━━━━━ Metin Alıntısı

10. Yunus Suresi / 49.ayet

De ki:
– Ben Allah’ın dilediğinden başka, kendim için herhangi bir zarar da fayda da sağlayamam. Zira her ümmetin bir eceli vardır. Ecelleri/vadeleri geldiği zaman ne bir saat geri alınır ne de bir saat ertelenir.

Bknz: (7/188)(72/21)

Mustafa Çavdar Meali

Yunus 49 ayeti için diğer mealler.

Abdülbaki Gölpınarlı Meali:

De ki: Allah dilemedikçe kendimden bile bir zararı gidermeye, bir hayrı elde etmeye gücüm yetmez. Her ümmetin mukadder bir zamanı var. Mukadder zamanları geldi mi ne bir an geri kalırlar, ne bir an önce helak olurlar.

(Yunus 49)

Abdullah-Ahmet Akgün Meali:

De ki: “Allah'ın dilemesi dışında, kendim için zarardan ve yarardan (hiçbir şeye) malik değilim. Her ümmetin bir eceli vardır. Onların ecelleri gelince, artık ne bir saat ertelenebilirler, ne öne alınabilirler.”

(Yunus 49)

Abdullah Parlıyan Meali:

Ey peygamber! De ki: Allah dilemedikçe, ben kendi kendime ne bir zararı önleyecek, ne de kendime bir yarar sağlayabilecek güçteyim. Her toplum için, bir süre belirlenmiştir; süreleri son bulunca, onu ne bir an geciktirebilirler, ne de çabuklaştırabilirler.

(Yunus 49)

Adem Uğur Meali:

De ki: "Ben kendime bile Allah'ın dilediğinden başka ne bir zarar ne de bir menfaat verme gücüne sahibim." Her ümmetin bir eceli vardır. Ecelleri geldiği zaman artık ne bir saat geri kalırlar ne de ileri giderler.

(Yunus 49)

Ahmet Hulusi Meali:

De ki: "Nefsim için Allah'ın dilediği haricinde bir zarar ve bir faydaya malik değilim... Her ümmetin bir ömrü vardır... Yaşam süreleri tamam olduğunda, ne bir saat geri kalırlar ve ne de ileri giderler. "

(Yunus 49)

━━━━━━━━━━

Yunus 49 mealleri metninde "10. Yunus Suresi" ifadesinden başlayıp "için diğer mealler." ifadesine kadar, bu ifade de dahil olmak üzere, olan kısmı yeniden yaz. Bunu yaparken "ümmetin" yerine "toplumun" kullan.

━━━━━ Veri Bölümü

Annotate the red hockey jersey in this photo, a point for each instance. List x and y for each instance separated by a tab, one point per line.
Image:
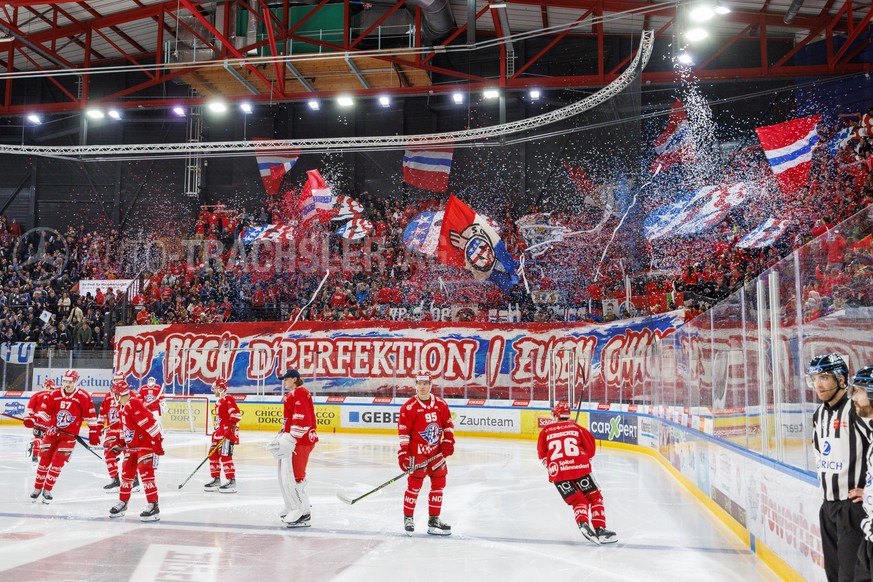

━━━━━━━━━━

■ **Sonuç**:
10. Yunus Suresi / 49.ayet

De ki:
– Ben Allah’ın dilediğinden başka, kendim için herhangi bir zarar da fayda da sağlayamam. Zira her toplumun bir eceli vardır. Ecelleri/vadeleri geldiği zaman ne bir saat geri alınır ne de bir saat ertelenir.

Bknz: (7/188)(72/21)

Mustafa Çavdar Meali

Yunus 49 ayeti için diğer mealler.